• Direction:
Please print all of the lines below word for word, leaving the pictures out of your answer.

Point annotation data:
╭──
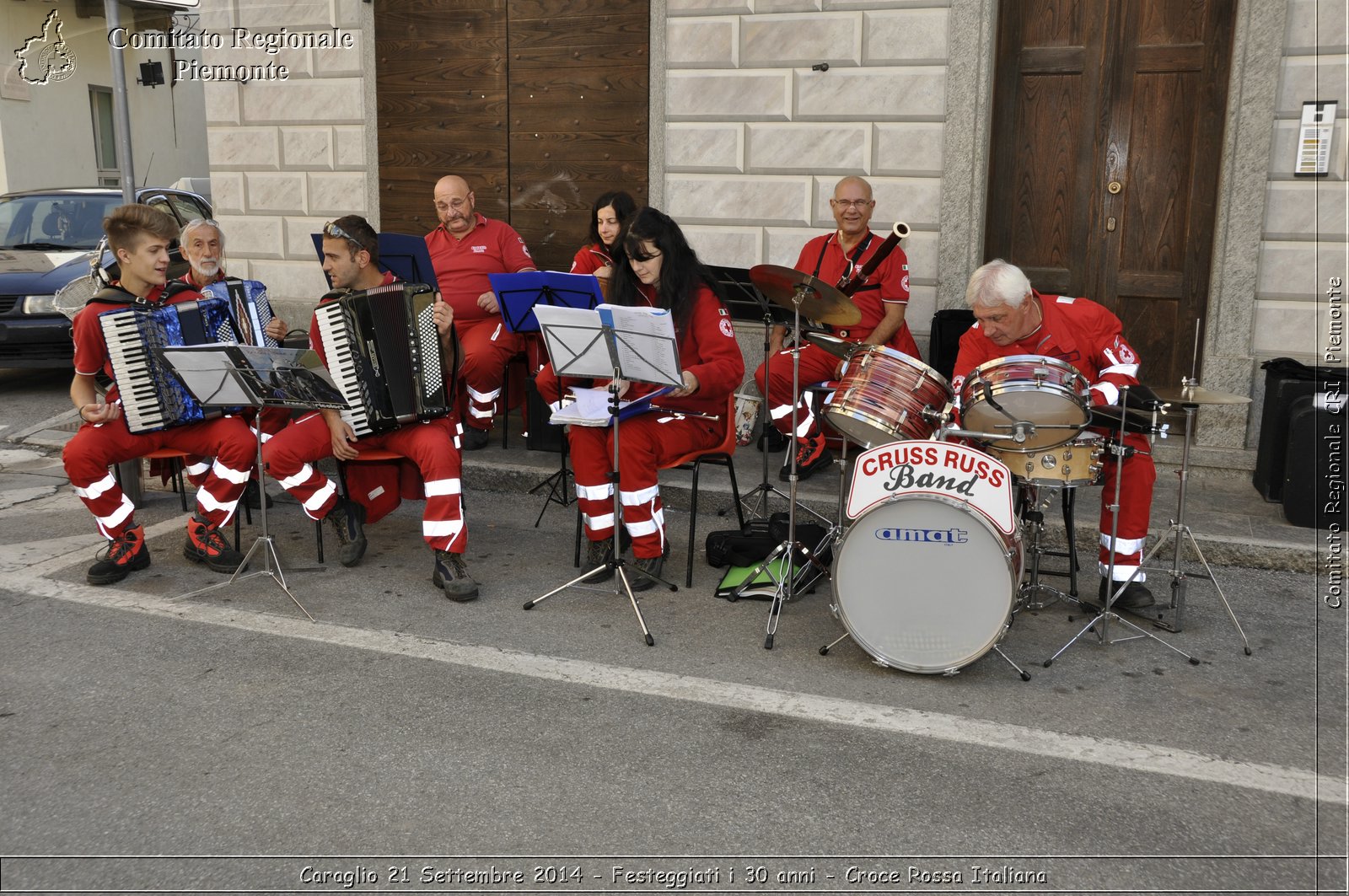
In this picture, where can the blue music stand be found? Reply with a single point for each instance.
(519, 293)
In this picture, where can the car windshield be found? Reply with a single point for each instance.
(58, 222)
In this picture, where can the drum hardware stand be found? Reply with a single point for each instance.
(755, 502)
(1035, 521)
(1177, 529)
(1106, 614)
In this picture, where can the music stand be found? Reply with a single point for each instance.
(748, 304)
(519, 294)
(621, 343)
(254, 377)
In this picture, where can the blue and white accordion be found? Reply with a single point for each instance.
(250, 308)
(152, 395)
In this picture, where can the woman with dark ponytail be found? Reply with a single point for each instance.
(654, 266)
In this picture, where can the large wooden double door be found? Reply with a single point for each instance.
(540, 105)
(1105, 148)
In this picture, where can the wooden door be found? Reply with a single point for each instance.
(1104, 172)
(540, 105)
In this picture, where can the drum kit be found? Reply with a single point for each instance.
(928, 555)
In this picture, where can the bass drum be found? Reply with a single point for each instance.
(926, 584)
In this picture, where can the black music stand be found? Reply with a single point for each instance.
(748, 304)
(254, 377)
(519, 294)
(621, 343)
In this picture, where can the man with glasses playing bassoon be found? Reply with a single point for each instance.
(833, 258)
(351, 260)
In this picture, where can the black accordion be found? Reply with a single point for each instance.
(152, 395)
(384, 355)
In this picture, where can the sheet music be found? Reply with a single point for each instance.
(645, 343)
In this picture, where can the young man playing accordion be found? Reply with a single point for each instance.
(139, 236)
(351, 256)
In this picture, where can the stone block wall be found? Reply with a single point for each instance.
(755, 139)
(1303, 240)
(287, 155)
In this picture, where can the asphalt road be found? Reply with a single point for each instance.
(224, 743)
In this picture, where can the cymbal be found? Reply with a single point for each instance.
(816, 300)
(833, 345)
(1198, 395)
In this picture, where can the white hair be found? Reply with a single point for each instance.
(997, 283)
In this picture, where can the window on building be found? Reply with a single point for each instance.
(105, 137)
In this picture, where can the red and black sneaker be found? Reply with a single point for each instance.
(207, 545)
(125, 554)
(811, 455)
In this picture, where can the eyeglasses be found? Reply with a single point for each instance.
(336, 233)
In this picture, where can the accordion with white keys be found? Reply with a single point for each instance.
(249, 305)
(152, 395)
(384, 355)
╰──
• Written response:
In this picture, where can the blue music stand be found? Reply with a single point for each instance.
(519, 293)
In this picture, where can the car windshield be found? Reply with a single point for each instance.
(58, 222)
In this picture, where can the drum hardware stand be found? Reply with a single point for each instance.
(755, 502)
(1035, 521)
(1177, 529)
(1106, 614)
In this picture, where can the music stand be found? Reply with a single point for each instance.
(748, 304)
(519, 294)
(621, 343)
(254, 377)
In this picture, where can the blue and white accordion be found? Reply with a single point for each instance.
(250, 308)
(152, 395)
In this picture, where can the woman with dark ponytail be found? Reply with a single point for each instance.
(654, 266)
In this picture, where can the large wooden double door be found? Reply with a single point for each instance.
(540, 105)
(1105, 148)
In this picture, where can the wooden door be found? Reply with a single point for each instance.
(1104, 172)
(540, 105)
In this picture, where can the drum kit be found? Reply with a single point for each instance.
(928, 555)
In this picture, where can the bass drum be found? Reply with a single point for each instance.
(926, 584)
In this picture, where can the black music stand be found? Reply with a single point for each instance.
(748, 304)
(254, 377)
(519, 294)
(621, 343)
In this picture, where can the man with glasses playing bassoon be found? Reply with a single point for each instance.
(833, 258)
(351, 260)
In this picture, where can the black accordion be found? Reply with a single point for each instance.
(152, 395)
(384, 355)
In this picture, where can the sheet music be found? Reply with a single point for each instance.
(645, 343)
In this picture, where can the young man playing accordion be found? Reply with a single point for each instance.
(139, 236)
(351, 256)
In this picture, where can the stone block wall be found? Reply with a single point for each instance.
(755, 139)
(1303, 240)
(287, 155)
In this picture, where can the asphalt road be found? Reply with a single point for each instance.
(224, 743)
In this picture, where can the cymbal be found? Reply with a single point for each instance.
(816, 300)
(833, 345)
(1198, 395)
In this picture, where can the white hair be found? Reply with a single point for each instance.
(997, 283)
In this picture, where can the window on building be found? Reply with a single point for each instance.
(105, 137)
In this picture, where can the red and black sneaker be found? Reply with a single point for each instance.
(207, 545)
(125, 554)
(811, 455)
In this picture, where can the eyeglasses be found? Reply with a single point for each instance.
(336, 233)
In this picture, where can the accordion with white keys be found? Reply with a single point for each instance.
(249, 305)
(152, 395)
(384, 355)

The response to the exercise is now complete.